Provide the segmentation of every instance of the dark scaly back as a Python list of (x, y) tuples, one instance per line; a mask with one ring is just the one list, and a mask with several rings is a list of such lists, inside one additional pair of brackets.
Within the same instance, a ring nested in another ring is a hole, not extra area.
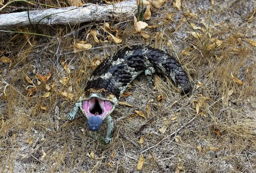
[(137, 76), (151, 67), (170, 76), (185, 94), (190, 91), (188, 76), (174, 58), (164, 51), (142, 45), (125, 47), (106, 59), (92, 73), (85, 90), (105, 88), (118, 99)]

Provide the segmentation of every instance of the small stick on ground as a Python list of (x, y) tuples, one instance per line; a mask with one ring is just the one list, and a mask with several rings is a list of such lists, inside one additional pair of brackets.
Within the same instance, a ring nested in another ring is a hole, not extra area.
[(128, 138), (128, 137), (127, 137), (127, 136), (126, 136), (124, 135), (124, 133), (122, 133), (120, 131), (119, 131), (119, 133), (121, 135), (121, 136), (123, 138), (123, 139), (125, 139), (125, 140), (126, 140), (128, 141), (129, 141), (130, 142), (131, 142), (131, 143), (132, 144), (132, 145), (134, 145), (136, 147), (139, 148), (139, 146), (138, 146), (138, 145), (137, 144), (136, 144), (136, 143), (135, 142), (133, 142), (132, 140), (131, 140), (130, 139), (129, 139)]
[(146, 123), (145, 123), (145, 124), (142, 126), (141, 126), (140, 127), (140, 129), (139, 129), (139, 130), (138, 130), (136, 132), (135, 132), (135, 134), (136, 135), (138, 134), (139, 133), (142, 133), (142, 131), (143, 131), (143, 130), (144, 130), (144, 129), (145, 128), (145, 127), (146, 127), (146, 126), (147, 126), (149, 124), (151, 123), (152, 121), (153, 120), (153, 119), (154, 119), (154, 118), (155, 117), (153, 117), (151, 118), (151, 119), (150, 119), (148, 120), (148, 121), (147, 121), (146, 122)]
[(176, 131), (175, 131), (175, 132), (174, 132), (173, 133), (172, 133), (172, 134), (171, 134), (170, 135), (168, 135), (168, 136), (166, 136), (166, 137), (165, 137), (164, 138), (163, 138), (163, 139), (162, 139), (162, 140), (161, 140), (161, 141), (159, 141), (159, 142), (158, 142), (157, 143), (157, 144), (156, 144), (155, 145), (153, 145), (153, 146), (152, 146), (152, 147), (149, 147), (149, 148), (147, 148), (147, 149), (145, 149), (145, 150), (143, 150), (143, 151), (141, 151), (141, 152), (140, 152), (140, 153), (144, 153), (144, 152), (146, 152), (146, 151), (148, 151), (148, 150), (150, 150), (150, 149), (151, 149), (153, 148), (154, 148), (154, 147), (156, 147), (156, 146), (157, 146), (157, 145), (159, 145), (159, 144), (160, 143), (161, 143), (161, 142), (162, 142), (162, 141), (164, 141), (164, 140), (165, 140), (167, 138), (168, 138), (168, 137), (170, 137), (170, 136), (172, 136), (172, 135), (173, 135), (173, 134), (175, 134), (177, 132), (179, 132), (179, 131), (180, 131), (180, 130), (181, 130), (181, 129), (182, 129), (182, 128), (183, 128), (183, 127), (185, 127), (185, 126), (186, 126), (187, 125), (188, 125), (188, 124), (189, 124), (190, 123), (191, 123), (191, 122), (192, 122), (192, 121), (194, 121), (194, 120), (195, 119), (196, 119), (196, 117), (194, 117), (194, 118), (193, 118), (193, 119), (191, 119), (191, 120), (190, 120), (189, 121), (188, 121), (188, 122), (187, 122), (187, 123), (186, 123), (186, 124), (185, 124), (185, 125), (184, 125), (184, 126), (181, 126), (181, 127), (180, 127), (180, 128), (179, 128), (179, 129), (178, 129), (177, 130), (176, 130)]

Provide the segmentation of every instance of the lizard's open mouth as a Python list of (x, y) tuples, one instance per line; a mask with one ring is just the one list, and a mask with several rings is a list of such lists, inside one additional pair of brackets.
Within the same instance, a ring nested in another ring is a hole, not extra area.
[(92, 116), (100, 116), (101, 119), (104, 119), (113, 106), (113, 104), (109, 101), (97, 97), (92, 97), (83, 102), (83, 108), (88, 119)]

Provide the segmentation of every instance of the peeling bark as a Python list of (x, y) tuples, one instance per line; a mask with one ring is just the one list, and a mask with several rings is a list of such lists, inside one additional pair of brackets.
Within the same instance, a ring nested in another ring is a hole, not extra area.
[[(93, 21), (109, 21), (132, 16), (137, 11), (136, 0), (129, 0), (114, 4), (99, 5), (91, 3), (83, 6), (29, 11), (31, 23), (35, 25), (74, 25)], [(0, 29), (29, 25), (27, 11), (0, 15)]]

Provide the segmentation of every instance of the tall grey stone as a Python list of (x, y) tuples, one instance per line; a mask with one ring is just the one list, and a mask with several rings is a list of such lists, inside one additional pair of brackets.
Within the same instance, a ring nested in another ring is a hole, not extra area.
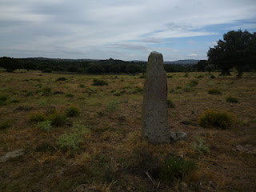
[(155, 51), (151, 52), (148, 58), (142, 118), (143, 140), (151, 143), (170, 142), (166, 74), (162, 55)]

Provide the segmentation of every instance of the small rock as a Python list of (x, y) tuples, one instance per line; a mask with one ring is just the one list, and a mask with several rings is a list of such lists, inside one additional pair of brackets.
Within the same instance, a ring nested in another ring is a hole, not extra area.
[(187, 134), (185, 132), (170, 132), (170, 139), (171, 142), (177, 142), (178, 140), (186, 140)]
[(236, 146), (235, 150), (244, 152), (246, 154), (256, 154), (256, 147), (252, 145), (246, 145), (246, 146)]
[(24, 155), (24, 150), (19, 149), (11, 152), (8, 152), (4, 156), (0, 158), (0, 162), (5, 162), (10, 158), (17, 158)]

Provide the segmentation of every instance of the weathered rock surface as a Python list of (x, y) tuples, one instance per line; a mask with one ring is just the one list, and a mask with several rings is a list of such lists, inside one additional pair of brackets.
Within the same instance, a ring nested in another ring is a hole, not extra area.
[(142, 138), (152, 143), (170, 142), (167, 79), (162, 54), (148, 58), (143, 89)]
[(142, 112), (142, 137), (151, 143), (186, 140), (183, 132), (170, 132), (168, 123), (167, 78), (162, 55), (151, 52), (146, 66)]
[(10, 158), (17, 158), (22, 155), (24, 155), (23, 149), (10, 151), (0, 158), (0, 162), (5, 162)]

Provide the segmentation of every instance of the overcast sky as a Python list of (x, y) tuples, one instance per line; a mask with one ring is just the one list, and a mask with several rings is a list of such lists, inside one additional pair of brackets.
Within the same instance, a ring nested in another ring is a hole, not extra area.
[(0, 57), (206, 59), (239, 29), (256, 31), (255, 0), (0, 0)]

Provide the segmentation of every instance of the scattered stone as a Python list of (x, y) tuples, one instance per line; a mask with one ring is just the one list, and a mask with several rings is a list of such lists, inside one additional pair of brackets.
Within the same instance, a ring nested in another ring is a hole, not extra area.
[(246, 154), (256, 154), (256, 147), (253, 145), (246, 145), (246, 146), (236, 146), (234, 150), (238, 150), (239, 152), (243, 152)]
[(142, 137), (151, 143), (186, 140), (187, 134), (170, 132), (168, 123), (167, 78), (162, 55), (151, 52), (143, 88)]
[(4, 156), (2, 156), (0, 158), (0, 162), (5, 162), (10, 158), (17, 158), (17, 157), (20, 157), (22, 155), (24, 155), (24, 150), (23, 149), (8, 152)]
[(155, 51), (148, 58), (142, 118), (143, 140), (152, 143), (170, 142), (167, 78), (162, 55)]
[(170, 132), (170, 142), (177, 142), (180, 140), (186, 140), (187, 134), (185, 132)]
===
▶ CHALLENGE:
Repeat word for word the lines from the start of the records through the line containing "88), (118, 99)]", both ends included, and omit the pictures.

▶ RESULT FOR THIS TASK:
Provide the segmentation of every instance of the dark scaly back as a Python list of (x, y) tuples, one instance per line; a mask with one ring is just the one list, and a mask with several rings is a list of such lists, inside one additional pair of brackets.
Within the same instance, a ring nested in another ring is a hole, not extra area.
[(137, 76), (151, 67), (170, 76), (185, 94), (190, 91), (188, 76), (174, 58), (164, 51), (142, 45), (125, 47), (106, 59), (92, 73), (85, 90), (105, 88), (118, 99)]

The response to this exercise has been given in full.